Try it - Without the pictures, output the records below exactly as they are.

Raw data section start

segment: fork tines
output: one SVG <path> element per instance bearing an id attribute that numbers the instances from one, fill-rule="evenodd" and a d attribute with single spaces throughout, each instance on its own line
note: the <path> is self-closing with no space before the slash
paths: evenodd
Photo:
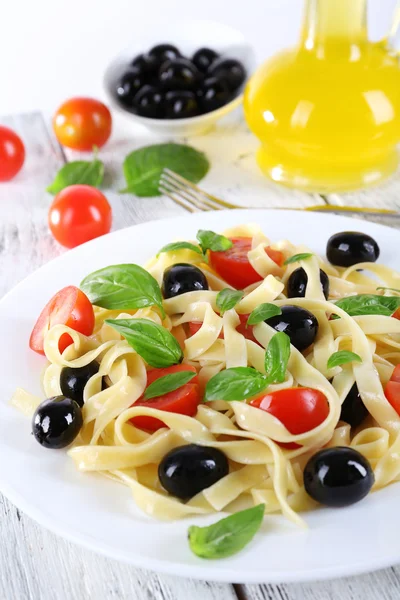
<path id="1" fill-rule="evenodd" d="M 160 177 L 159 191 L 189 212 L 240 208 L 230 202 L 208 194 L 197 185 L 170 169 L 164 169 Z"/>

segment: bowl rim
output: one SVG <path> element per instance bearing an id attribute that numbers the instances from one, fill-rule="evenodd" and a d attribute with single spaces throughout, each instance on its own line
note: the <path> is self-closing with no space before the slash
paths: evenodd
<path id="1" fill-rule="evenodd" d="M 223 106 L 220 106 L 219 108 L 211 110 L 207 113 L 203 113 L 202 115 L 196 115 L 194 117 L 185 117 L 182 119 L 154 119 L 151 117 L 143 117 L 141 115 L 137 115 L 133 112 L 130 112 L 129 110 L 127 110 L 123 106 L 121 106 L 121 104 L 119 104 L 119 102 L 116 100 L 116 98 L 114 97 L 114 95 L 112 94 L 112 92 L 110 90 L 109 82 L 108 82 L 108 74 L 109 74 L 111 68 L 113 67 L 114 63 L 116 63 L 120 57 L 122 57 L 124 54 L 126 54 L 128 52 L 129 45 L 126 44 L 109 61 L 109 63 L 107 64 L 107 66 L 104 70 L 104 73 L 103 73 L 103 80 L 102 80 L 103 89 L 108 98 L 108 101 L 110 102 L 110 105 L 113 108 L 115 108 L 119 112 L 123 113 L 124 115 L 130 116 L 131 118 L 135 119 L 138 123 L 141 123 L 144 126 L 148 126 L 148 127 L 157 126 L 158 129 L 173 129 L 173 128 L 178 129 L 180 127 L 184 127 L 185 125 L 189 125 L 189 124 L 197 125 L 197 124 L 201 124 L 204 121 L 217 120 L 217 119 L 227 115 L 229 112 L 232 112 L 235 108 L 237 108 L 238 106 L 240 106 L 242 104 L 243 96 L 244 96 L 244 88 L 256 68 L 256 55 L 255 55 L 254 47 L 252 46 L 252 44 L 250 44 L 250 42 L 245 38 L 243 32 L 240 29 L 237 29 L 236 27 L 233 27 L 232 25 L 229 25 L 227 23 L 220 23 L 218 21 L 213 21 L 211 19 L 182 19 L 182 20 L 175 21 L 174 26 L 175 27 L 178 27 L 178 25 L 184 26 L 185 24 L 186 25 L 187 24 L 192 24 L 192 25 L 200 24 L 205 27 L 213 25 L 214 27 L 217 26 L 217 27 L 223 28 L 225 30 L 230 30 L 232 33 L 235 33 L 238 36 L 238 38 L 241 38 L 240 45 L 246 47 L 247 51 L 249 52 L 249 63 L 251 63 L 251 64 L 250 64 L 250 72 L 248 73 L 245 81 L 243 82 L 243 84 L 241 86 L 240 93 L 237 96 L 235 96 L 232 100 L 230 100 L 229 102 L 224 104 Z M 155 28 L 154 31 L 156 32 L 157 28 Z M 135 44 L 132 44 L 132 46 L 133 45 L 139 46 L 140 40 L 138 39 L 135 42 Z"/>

Raw data section end

Output of the task -
segment: fork tines
output: one SVG <path> element per instance bearing an id attribute that numbers the instances from one, fill-rule="evenodd" and a d attribute with single spaces throughout, each instance on its own line
note: the <path> is self-closing with no space before the slash
paths: evenodd
Photo:
<path id="1" fill-rule="evenodd" d="M 160 177 L 159 191 L 189 212 L 240 208 L 230 202 L 208 194 L 197 185 L 170 169 L 164 169 Z"/>

segment: bowl rim
output: one SVG <path> element per instance bearing an id attribute that numbers the instances from one, fill-rule="evenodd" and a d attribute with single spaces throughout, each instance on its own line
note: the <path> is self-closing with no space before the slash
paths: evenodd
<path id="1" fill-rule="evenodd" d="M 223 106 L 220 106 L 219 108 L 211 110 L 207 113 L 203 113 L 202 115 L 196 115 L 194 117 L 185 117 L 182 119 L 154 119 L 151 117 L 143 117 L 141 115 L 137 115 L 133 112 L 130 112 L 129 110 L 127 110 L 123 106 L 121 106 L 121 104 L 119 104 L 119 102 L 116 100 L 116 98 L 114 97 L 114 95 L 112 94 L 112 92 L 110 90 L 109 82 L 108 82 L 108 74 L 109 74 L 111 68 L 113 67 L 114 63 L 116 63 L 120 57 L 122 57 L 124 54 L 126 54 L 128 52 L 129 45 L 126 44 L 109 61 L 109 63 L 107 64 L 107 66 L 104 70 L 104 73 L 103 73 L 103 80 L 102 80 L 103 89 L 108 98 L 108 101 L 110 102 L 110 105 L 113 108 L 115 108 L 119 112 L 123 113 L 124 115 L 130 116 L 131 118 L 135 119 L 138 123 L 141 123 L 144 126 L 148 126 L 148 127 L 157 126 L 158 129 L 173 129 L 173 128 L 178 129 L 180 127 L 184 127 L 185 125 L 189 125 L 189 124 L 197 125 L 197 124 L 201 124 L 204 121 L 217 120 L 217 119 L 227 115 L 229 112 L 232 112 L 235 108 L 237 108 L 238 106 L 240 106 L 242 104 L 243 96 L 244 96 L 244 88 L 256 68 L 256 55 L 255 55 L 254 47 L 252 46 L 252 44 L 250 44 L 250 42 L 245 38 L 243 32 L 240 29 L 237 29 L 236 27 L 233 27 L 232 25 L 229 25 L 227 23 L 220 23 L 218 21 L 213 21 L 211 19 L 182 19 L 182 20 L 175 21 L 174 26 L 175 27 L 178 27 L 178 25 L 184 26 L 185 24 L 186 25 L 187 24 L 192 24 L 192 25 L 200 24 L 205 27 L 213 25 L 214 27 L 217 26 L 217 27 L 223 28 L 225 30 L 230 30 L 232 33 L 235 33 L 238 36 L 238 38 L 241 38 L 240 45 L 246 47 L 247 51 L 249 52 L 249 63 L 251 63 L 251 64 L 250 64 L 250 72 L 248 73 L 245 81 L 243 82 L 243 84 L 241 86 L 240 93 L 237 96 L 235 96 L 232 100 L 230 100 L 229 102 L 224 104 Z M 155 28 L 154 31 L 156 32 L 157 28 Z M 135 44 L 132 44 L 132 46 L 133 45 L 139 46 L 140 40 L 138 39 L 135 42 Z"/>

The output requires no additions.